#### WHAT IS EXPECTED
Omit the images, then repeat the listing exactly.

#### LISTED RECORDS
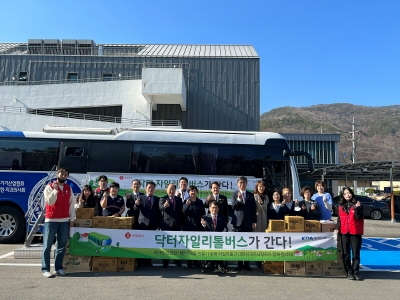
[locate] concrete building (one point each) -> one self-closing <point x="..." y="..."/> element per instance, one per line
<point x="84" y="84"/>
<point x="323" y="148"/>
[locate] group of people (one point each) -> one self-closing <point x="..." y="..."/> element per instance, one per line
<point x="181" y="209"/>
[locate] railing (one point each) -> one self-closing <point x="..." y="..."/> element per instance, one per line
<point x="97" y="50"/>
<point x="62" y="81"/>
<point x="89" y="117"/>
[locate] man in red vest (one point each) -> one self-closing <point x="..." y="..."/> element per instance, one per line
<point x="60" y="215"/>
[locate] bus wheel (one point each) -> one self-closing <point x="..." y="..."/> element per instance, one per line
<point x="12" y="225"/>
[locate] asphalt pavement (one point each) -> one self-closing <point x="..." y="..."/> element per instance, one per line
<point x="22" y="279"/>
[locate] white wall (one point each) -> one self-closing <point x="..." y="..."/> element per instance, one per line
<point x="127" y="93"/>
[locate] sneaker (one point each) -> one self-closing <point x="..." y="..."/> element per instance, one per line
<point x="60" y="272"/>
<point x="48" y="274"/>
<point x="350" y="276"/>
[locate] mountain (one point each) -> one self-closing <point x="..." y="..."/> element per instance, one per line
<point x="378" y="128"/>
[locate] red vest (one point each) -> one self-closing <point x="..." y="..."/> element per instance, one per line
<point x="348" y="222"/>
<point x="60" y="209"/>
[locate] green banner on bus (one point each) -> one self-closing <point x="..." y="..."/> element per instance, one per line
<point x="184" y="245"/>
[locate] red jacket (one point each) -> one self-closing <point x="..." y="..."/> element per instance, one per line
<point x="349" y="223"/>
<point x="60" y="209"/>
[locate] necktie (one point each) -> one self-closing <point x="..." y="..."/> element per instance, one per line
<point x="214" y="222"/>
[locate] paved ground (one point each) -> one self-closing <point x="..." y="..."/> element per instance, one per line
<point x="22" y="279"/>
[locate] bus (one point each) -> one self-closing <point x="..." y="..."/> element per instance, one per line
<point x="101" y="242"/>
<point x="147" y="154"/>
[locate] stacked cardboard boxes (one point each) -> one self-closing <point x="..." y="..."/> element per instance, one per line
<point x="123" y="223"/>
<point x="294" y="224"/>
<point x="308" y="268"/>
<point x="273" y="267"/>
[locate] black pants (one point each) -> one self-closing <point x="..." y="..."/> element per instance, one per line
<point x="351" y="242"/>
<point x="243" y="228"/>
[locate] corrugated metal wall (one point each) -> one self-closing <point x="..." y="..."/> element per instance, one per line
<point x="223" y="93"/>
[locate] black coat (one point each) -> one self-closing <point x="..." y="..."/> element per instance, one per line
<point x="192" y="215"/>
<point x="148" y="216"/>
<point x="221" y="223"/>
<point x="308" y="213"/>
<point x="223" y="206"/>
<point x="171" y="217"/>
<point x="244" y="212"/>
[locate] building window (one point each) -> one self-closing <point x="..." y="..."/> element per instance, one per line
<point x="72" y="77"/>
<point x="107" y="77"/>
<point x="23" y="76"/>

#### YOUR RESPONSE
[locate] concrete building (one point each) -> one self-closing <point x="..." y="..."/> element per instance, one per line
<point x="84" y="84"/>
<point x="323" y="148"/>
[locate] group of people (one point each) -> one self-closing <point x="..." y="..."/> element per instance, one per line
<point x="181" y="209"/>
[locate] railing (one point each) -> one self-closing <point x="..." y="..."/> element per instance, one per line
<point x="97" y="50"/>
<point x="62" y="81"/>
<point x="89" y="117"/>
[locate] man in red vest (one point each) -> one self-closing <point x="..." y="..."/> element per instance, one per line
<point x="60" y="215"/>
[locate] bus wheel (one point each) -> one self-closing <point x="..." y="..."/> element per instance, one per line
<point x="12" y="225"/>
[locate] asphalt pavement (one point each) -> one self-closing <point x="..." y="..."/> element per instance, one per line
<point x="22" y="279"/>
[locate] white wall (one point each) -> one self-closing <point x="..." y="..."/> element per instance, one per line
<point x="127" y="93"/>
[locate] sneaker (one point each) -> one self-closing <point x="..." y="..."/> element per instance, one per line
<point x="60" y="272"/>
<point x="48" y="274"/>
<point x="350" y="276"/>
[locate] mountain (one point each) -> one self-closing <point x="..." y="..."/> element per instance, one per line
<point x="378" y="128"/>
[locate] red vest (one point each) -> one self-closing <point x="..." y="..."/> element per instance, one per line
<point x="348" y="222"/>
<point x="60" y="209"/>
[locate] green banner on bus (one point each) -> one self-closing <point x="..." y="..."/> element per instance, one per line
<point x="184" y="245"/>
[locate] red jacket (one point each) -> one self-closing <point x="..." y="..."/> element per instance, one per line
<point x="349" y="223"/>
<point x="60" y="209"/>
[locate] necktie (one point each) -> one self-closing <point x="..." y="..."/> element per instance, one per line
<point x="214" y="222"/>
[locate] paved ground (one point each) -> one self-closing <point x="..." y="..."/> element per instance, one per line
<point x="22" y="279"/>
[locate] bus (one point each) -> one self-closing <point x="..." y="..."/> element per instance, one per line
<point x="101" y="242"/>
<point x="147" y="154"/>
[locate] stacked cardboard boxes (one point each) -> one self-closing <point x="..." y="..."/> element per instance, one per line
<point x="123" y="223"/>
<point x="294" y="224"/>
<point x="308" y="268"/>
<point x="273" y="267"/>
[locate] black pants (one point each) -> one self-closing <point x="..." y="..."/> element per instance, one per line
<point x="351" y="242"/>
<point x="243" y="228"/>
[locate] corrugated metal wall (one point each) -> one self-closing <point x="..." y="..."/> element per instance, one per line
<point x="223" y="93"/>
[locate] black coat (one point each) -> one self-closing <point x="..." y="..."/> element per instance, one per line
<point x="192" y="215"/>
<point x="148" y="216"/>
<point x="221" y="223"/>
<point x="308" y="213"/>
<point x="223" y="206"/>
<point x="171" y="217"/>
<point x="244" y="212"/>
[locate] building window (one point each) -> one self-closing <point x="..." y="..."/> element per instance, one per line
<point x="72" y="77"/>
<point x="107" y="77"/>
<point x="23" y="76"/>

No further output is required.